[begin The input]

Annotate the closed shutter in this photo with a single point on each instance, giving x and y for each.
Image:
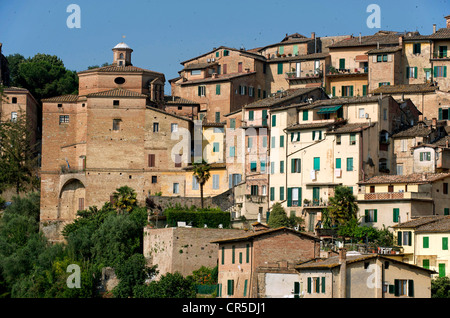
(323, 284)
(289, 198)
(410, 288)
(396, 214)
(309, 285)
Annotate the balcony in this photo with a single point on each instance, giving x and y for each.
(360, 71)
(394, 196)
(440, 56)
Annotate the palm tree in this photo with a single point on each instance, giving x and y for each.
(342, 207)
(124, 199)
(201, 173)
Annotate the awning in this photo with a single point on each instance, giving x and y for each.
(329, 110)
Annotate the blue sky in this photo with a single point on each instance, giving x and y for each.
(165, 33)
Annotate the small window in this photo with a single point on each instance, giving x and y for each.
(155, 127)
(13, 117)
(119, 80)
(173, 127)
(116, 124)
(64, 119)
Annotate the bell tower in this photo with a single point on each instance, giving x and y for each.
(122, 54)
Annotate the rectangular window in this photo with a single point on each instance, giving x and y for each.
(216, 181)
(151, 160)
(281, 193)
(202, 90)
(63, 119)
(155, 127)
(173, 127)
(426, 242)
(295, 165)
(349, 164)
(195, 184)
(280, 68)
(370, 215)
(251, 115)
(176, 188)
(281, 141)
(316, 165)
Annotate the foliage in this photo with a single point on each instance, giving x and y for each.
(278, 216)
(124, 199)
(212, 217)
(168, 286)
(440, 287)
(18, 162)
(201, 171)
(43, 75)
(205, 275)
(132, 272)
(342, 207)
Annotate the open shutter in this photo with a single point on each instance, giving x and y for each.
(396, 287)
(399, 238)
(410, 288)
(289, 199)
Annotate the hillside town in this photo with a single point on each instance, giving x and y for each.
(314, 167)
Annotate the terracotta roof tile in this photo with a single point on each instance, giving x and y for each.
(117, 92)
(62, 99)
(415, 178)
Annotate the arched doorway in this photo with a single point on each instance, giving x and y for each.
(71, 199)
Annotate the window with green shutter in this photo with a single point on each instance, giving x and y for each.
(280, 68)
(426, 242)
(441, 270)
(396, 214)
(305, 114)
(349, 164)
(338, 163)
(316, 165)
(272, 194)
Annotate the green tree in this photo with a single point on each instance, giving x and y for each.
(440, 287)
(168, 286)
(124, 199)
(43, 75)
(278, 216)
(18, 160)
(342, 207)
(202, 174)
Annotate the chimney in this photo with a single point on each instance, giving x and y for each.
(343, 273)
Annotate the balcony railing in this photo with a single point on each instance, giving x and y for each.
(394, 195)
(440, 55)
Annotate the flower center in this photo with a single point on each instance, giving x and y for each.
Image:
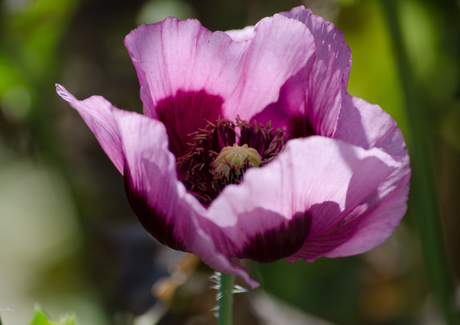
(236, 157)
(217, 158)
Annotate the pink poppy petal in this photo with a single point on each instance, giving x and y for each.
(328, 79)
(159, 200)
(182, 56)
(240, 35)
(310, 173)
(368, 126)
(97, 113)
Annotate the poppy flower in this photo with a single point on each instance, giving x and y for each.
(250, 146)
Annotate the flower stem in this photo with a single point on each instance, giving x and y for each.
(423, 191)
(226, 299)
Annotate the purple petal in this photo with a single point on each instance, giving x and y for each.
(367, 126)
(327, 79)
(314, 172)
(97, 113)
(160, 201)
(240, 35)
(174, 56)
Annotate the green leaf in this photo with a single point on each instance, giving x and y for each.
(40, 318)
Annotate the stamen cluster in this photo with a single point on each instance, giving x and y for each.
(201, 177)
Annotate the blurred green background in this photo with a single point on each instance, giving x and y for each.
(68, 238)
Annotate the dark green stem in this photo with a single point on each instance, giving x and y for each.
(423, 192)
(226, 299)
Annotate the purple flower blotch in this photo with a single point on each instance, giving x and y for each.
(338, 188)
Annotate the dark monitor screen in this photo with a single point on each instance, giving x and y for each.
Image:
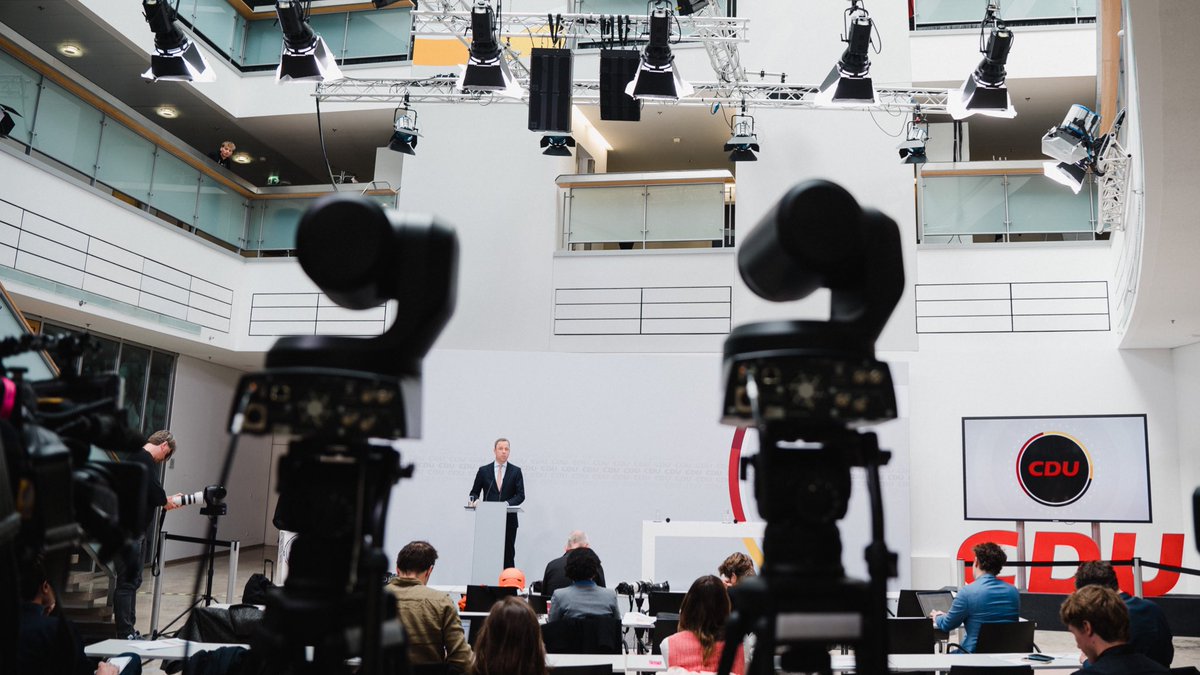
(930, 601)
(481, 598)
(664, 601)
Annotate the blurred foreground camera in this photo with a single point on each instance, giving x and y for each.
(345, 400)
(804, 386)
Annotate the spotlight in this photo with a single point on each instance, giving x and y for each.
(178, 58)
(1072, 175)
(985, 91)
(305, 55)
(657, 77)
(486, 69)
(850, 81)
(6, 121)
(403, 138)
(557, 144)
(1074, 139)
(912, 148)
(744, 143)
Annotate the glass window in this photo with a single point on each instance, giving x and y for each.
(162, 366)
(126, 161)
(222, 213)
(135, 369)
(18, 90)
(174, 186)
(67, 129)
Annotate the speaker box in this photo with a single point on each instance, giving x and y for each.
(550, 89)
(617, 70)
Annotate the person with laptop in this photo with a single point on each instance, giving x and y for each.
(984, 601)
(1149, 632)
(1099, 622)
(430, 617)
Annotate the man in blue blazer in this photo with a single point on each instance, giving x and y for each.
(984, 601)
(502, 482)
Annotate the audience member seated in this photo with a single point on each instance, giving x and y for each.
(583, 597)
(1099, 621)
(697, 645)
(984, 601)
(1149, 632)
(555, 577)
(430, 617)
(736, 568)
(510, 641)
(48, 641)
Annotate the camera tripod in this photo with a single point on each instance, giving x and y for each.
(213, 512)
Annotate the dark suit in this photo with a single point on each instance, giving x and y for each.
(555, 577)
(511, 490)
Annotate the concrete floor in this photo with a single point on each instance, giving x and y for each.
(178, 581)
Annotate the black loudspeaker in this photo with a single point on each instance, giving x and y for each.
(617, 70)
(550, 89)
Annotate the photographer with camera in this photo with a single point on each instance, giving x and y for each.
(159, 448)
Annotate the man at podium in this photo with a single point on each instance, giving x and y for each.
(502, 482)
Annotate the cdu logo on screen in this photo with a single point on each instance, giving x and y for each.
(1054, 469)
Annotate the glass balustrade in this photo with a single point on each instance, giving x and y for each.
(997, 203)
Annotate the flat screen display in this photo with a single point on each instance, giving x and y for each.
(1074, 469)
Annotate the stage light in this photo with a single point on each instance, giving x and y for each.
(657, 78)
(912, 148)
(403, 137)
(177, 58)
(557, 144)
(743, 144)
(6, 121)
(1074, 139)
(850, 81)
(305, 57)
(1072, 175)
(486, 69)
(985, 91)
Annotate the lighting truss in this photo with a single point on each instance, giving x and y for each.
(441, 89)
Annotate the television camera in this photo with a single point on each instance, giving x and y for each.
(345, 400)
(53, 495)
(807, 386)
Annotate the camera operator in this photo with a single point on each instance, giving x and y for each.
(157, 449)
(49, 643)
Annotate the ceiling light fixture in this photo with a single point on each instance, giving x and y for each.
(657, 77)
(305, 57)
(912, 148)
(177, 59)
(985, 91)
(486, 69)
(744, 143)
(557, 144)
(405, 131)
(850, 81)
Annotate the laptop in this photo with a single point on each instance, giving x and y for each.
(481, 598)
(931, 601)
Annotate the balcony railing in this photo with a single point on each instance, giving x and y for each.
(97, 143)
(647, 210)
(953, 13)
(1000, 202)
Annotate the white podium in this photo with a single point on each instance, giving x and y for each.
(487, 557)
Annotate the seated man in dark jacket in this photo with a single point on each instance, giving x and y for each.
(1149, 632)
(1099, 621)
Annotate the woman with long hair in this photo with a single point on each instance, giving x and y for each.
(697, 645)
(510, 641)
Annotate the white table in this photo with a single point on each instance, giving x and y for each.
(177, 650)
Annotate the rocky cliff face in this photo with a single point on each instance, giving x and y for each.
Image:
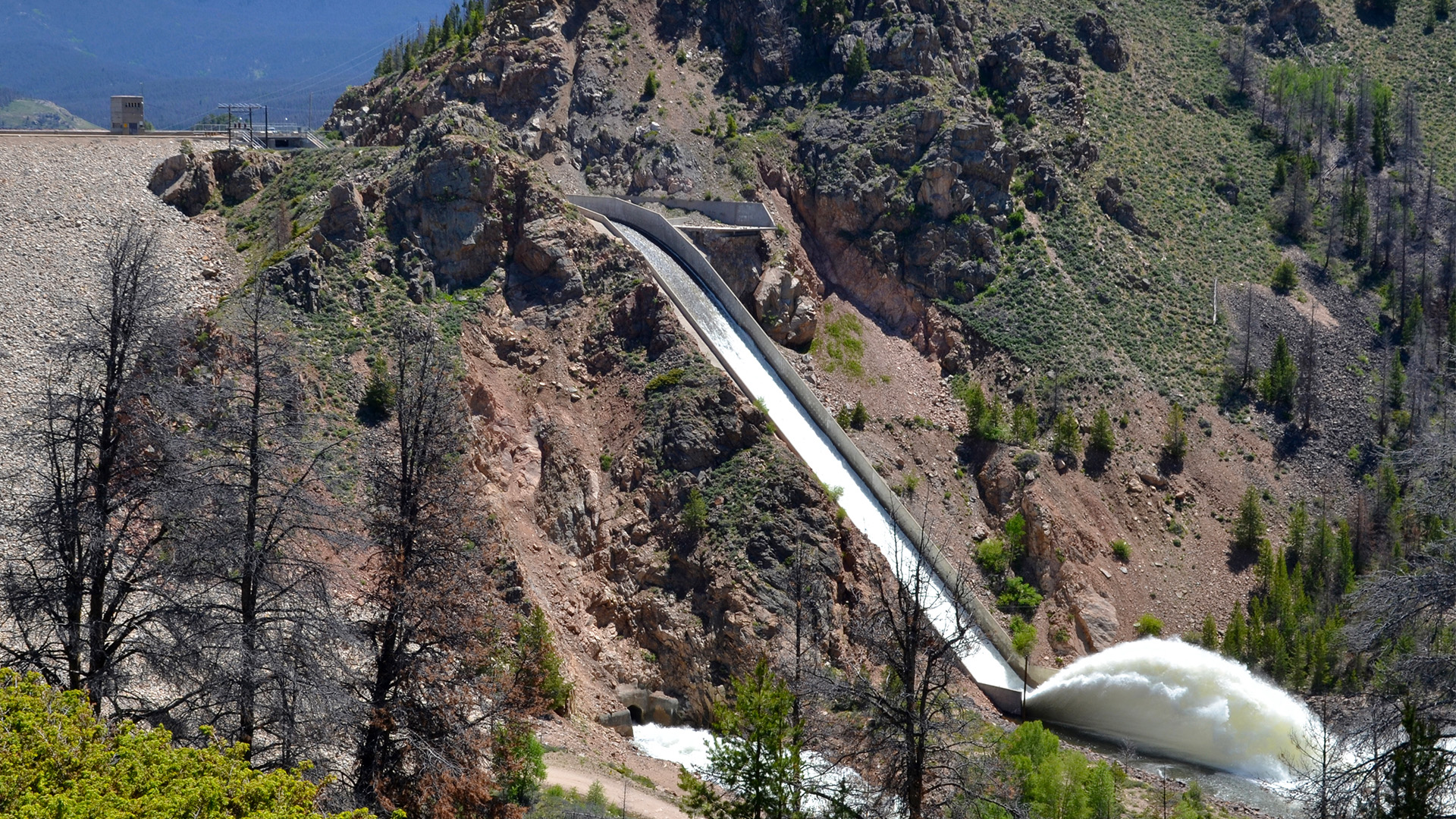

[end The input]

What is expected
Can you format every line of the items above as a JSON list of strings, one string per line, with blank lines and the pictures left out?

Answer in full
[
  "Annotate the closed shutter in this photo with a single point on each instance, giving x and y for each.",
  "Image:",
  "(323, 284)",
  "(289, 198)",
  "(410, 288)",
  "(396, 214)",
  "(309, 285)",
  "Annotate the balcony in this photo with a single point on each instance, giving x and y for each.",
  "(360, 71)",
  "(394, 196)",
  "(440, 56)",
  "Annotate the palm tree in this photo with a single point on each instance, giving x and y for each.",
  "(342, 207)",
  "(124, 199)",
  "(201, 173)",
  "Annotate the awning in this photo with a single point on each instance, giving x and y for each.",
  "(329, 110)",
  "Annotate the blue sky in this photo with a single point on each instance, giving x and y for each.",
  "(165, 33)",
  "Annotate the small window in this photo with a single point on each instance, giving x and y for each.",
  "(155, 127)",
  "(13, 117)",
  "(119, 80)",
  "(173, 127)",
  "(116, 124)",
  "(64, 119)",
  "Annotate the bell tower in this photo with a single point on each instance, giving x and y for each.",
  "(122, 54)",
  "Annotate the rectangular window in this photo with a single point on each instance, giving x and y for each.",
  "(216, 181)",
  "(151, 160)",
  "(281, 193)",
  "(202, 90)",
  "(63, 119)",
  "(155, 127)",
  "(173, 127)",
  "(426, 242)",
  "(295, 165)",
  "(349, 164)",
  "(195, 184)",
  "(280, 68)",
  "(370, 215)",
  "(251, 115)",
  "(176, 188)",
  "(281, 141)",
  "(316, 165)",
  "Annotate the foliage in this photo with a single point on each instance, giving x and y for each.",
  "(278, 216)",
  "(124, 199)",
  "(212, 217)",
  "(168, 286)",
  "(440, 287)",
  "(18, 162)",
  "(201, 171)",
  "(43, 75)",
  "(205, 275)",
  "(132, 272)",
  "(342, 207)",
  "Annotate the open shutter in this photo with a single point on each instance, giving x and y for each.",
  "(396, 287)",
  "(399, 238)",
  "(410, 288)",
  "(289, 199)",
  "Annotate the hillside town in this photo with a single point on each instance, giving x and y for each.",
  "(314, 167)",
  "Annotate the terracotta roof tile in this photo with a single point on each instance, giving x and y for each.",
  "(117, 92)",
  "(62, 99)",
  "(415, 178)",
  "Annotate the arched doorway in this photo with a single point on each instance, giving x and y for each.",
  "(71, 199)",
  "Annotate the window with green shutter in this photo with a single point on each instance, giving x and y for each.",
  "(280, 68)",
  "(426, 242)",
  "(441, 270)",
  "(396, 214)",
  "(305, 114)",
  "(349, 164)",
  "(338, 163)",
  "(316, 165)",
  "(272, 194)",
  "Annotate the green tree in this photo with a single point on each instance, giving x and y for each.",
  "(440, 287)",
  "(168, 286)",
  "(124, 199)",
  "(43, 75)",
  "(278, 216)",
  "(18, 160)",
  "(342, 207)",
  "(202, 174)",
  "Annotate the chimney in this photo with a single point on each instance, giving x and y for each.",
  "(343, 273)",
  "Annotate the balcony railing in this photo with a single point on each instance, giving x and y for each.",
  "(394, 195)",
  "(440, 55)",
  "Annotate the flower center in this photo with a single point on each instance, giving x and y for each.",
  "Image:",
  "(236, 157)",
  "(217, 158)",
  "Annotate the pink poppy petal in this photo with a single point on each instance, giving x and y for each.",
  "(328, 79)",
  "(159, 200)",
  "(182, 56)",
  "(240, 35)",
  "(310, 173)",
  "(368, 126)",
  "(97, 113)",
  "Annotate the poppy flower in this photo with a single point on each instance, giving x and y for each.",
  "(250, 146)",
  "Annotate the flower stem in this photo with a single point on each instance, giving x and y for each.",
  "(423, 191)",
  "(226, 299)",
  "Annotate the purple petal in this photo with a single point on each instance, giving x and y for each.",
  "(367, 126)",
  "(327, 79)",
  "(314, 172)",
  "(97, 113)",
  "(160, 201)",
  "(240, 35)",
  "(174, 56)",
  "Annotate the green leaf in this photo with a single point on each instance, giving x and y for each.",
  "(40, 318)",
  "Annotate the stamen cluster in this photo with a single point on each instance, giving x and y for each.",
  "(201, 177)",
  "Annotate the blurred green background in this photo with a single point on each instance, giving x and y for each.",
  "(68, 238)",
  "Annotate the dark green stem in this photo with a single point on each instance, giving x and y for each.",
  "(423, 192)",
  "(226, 299)",
  "Annotate the purple flower blotch in this photo with a single point on each instance, giving x and y for each.",
  "(338, 188)",
  "Annotate the dark monitor screen in this photo with a single point on each instance, giving x and y for each.",
  "Image:",
  "(930, 601)",
  "(481, 598)",
  "(664, 601)",
  "Annotate the blurred foreground camera in this photo with a single point on each instance, giving x and y for each.",
  "(345, 400)",
  "(804, 386)",
  "Annotate the spotlight in this photo with a single point on each instance, giving x and y for each.",
  "(178, 58)",
  "(1072, 175)",
  "(985, 91)",
  "(305, 55)",
  "(657, 77)",
  "(486, 69)",
  "(850, 81)",
  "(6, 121)",
  "(403, 138)",
  "(557, 144)",
  "(1074, 139)",
  "(912, 148)",
  "(744, 143)",
  "Annotate the glass window in this photo with a single point on each instance, giving x and y for each.",
  "(162, 366)",
  "(126, 161)",
  "(222, 213)",
  "(135, 369)",
  "(18, 90)",
  "(174, 186)",
  "(67, 129)",
  "Annotate the speaker box in this photo with a single point on each instance, giving x and y for each.",
  "(550, 89)",
  "(617, 70)",
  "Annotate the person with laptop in this photo with a single point on each instance, giving x and y for each.",
  "(984, 601)",
  "(1149, 632)",
  "(1099, 622)",
  "(430, 617)",
  "Annotate the man in blue blazer in this photo with a single point on each instance, giving x and y for each.",
  "(984, 601)",
  "(502, 482)",
  "Annotate the audience member seated in this photo with a single point on each instance, giving x and y for each.",
  "(583, 597)",
  "(1099, 621)",
  "(697, 645)",
  "(984, 601)",
  "(1149, 632)",
  "(555, 577)",
  "(430, 617)",
  "(736, 568)",
  "(510, 641)",
  "(48, 641)",
  "Annotate the camera tripod in this photo with a single point on each instance, giving x and y for each.",
  "(213, 512)",
  "Annotate the dark suit in this photo with a single point on each instance, giving x and y for each.",
  "(555, 577)",
  "(511, 490)",
  "Annotate the concrete floor in this photo with a single point on each instance, giving x and y for each.",
  "(178, 581)",
  "Annotate the black loudspeaker in this photo with a single point on each instance, giving x and y for each.",
  "(617, 70)",
  "(550, 89)",
  "Annotate the photographer with camera in this photo with a single point on each instance, giving x and y for each.",
  "(159, 448)",
  "Annotate the man at podium in this photo with a single point on each instance, giving x and y for each.",
  "(502, 482)",
  "Annotate the cdu logo on screen in this photo with a single point on each instance, giving x and y for each.",
  "(1054, 469)",
  "Annotate the glass balustrade in this photo with a single point on each instance, giving x and y for each.",
  "(997, 203)",
  "Annotate the flat screen display in this photo with a single point on each instance, giving x and y for each.",
  "(1074, 469)",
  "Annotate the stage light in this photo with a single point on each instance, giving x and y for each.",
  "(657, 78)",
  "(912, 148)",
  "(403, 137)",
  "(177, 58)",
  "(557, 144)",
  "(743, 144)",
  "(6, 121)",
  "(1074, 139)",
  "(850, 81)",
  "(305, 57)",
  "(1072, 175)",
  "(486, 69)",
  "(985, 91)",
  "Annotate the lighting truss in this photo with a single point on each instance, giving x and y for each.",
  "(441, 89)",
  "Annotate the television camera in this photo with a single point on each instance, giving x and y for each.",
  "(345, 400)",
  "(53, 495)",
  "(807, 386)",
  "Annotate the camera operator in this photo with a single point on each instance, giving x and y for each.",
  "(157, 449)",
  "(49, 643)",
  "Annotate the ceiling light fixture in this photo with a single point on each instance, giving x and y for each.",
  "(657, 77)",
  "(305, 57)",
  "(912, 148)",
  "(177, 59)",
  "(985, 91)",
  "(486, 69)",
  "(744, 143)",
  "(557, 144)",
  "(405, 131)",
  "(850, 81)",
  "Annotate the laptop in this photo with a single point on each instance, giving x and y for each.",
  "(481, 598)",
  "(931, 601)",
  "Annotate the balcony railing in this photo with a single point on each instance, giving x and y for each.",
  "(97, 143)",
  "(647, 210)",
  "(953, 13)",
  "(1000, 202)",
  "Annotate the white podium in this photo with a single point on each instance, giving x and y for each.",
  "(487, 557)",
  "Annotate the seated man in dark jacket in this photo with a single point on each instance, giving x and y for each.",
  "(1149, 632)",
  "(1099, 621)",
  "Annotate the woman with long hair in this photo with a single point on each instance, giving x and y for each.",
  "(697, 645)",
  "(510, 641)",
  "Annotate the white table in this photo with a single point on each instance, giving x and y for each.",
  "(177, 650)",
  "Annotate the rocky cliff face in this photo with a single point on each instance, giving x and y for each.",
  "Image:"
]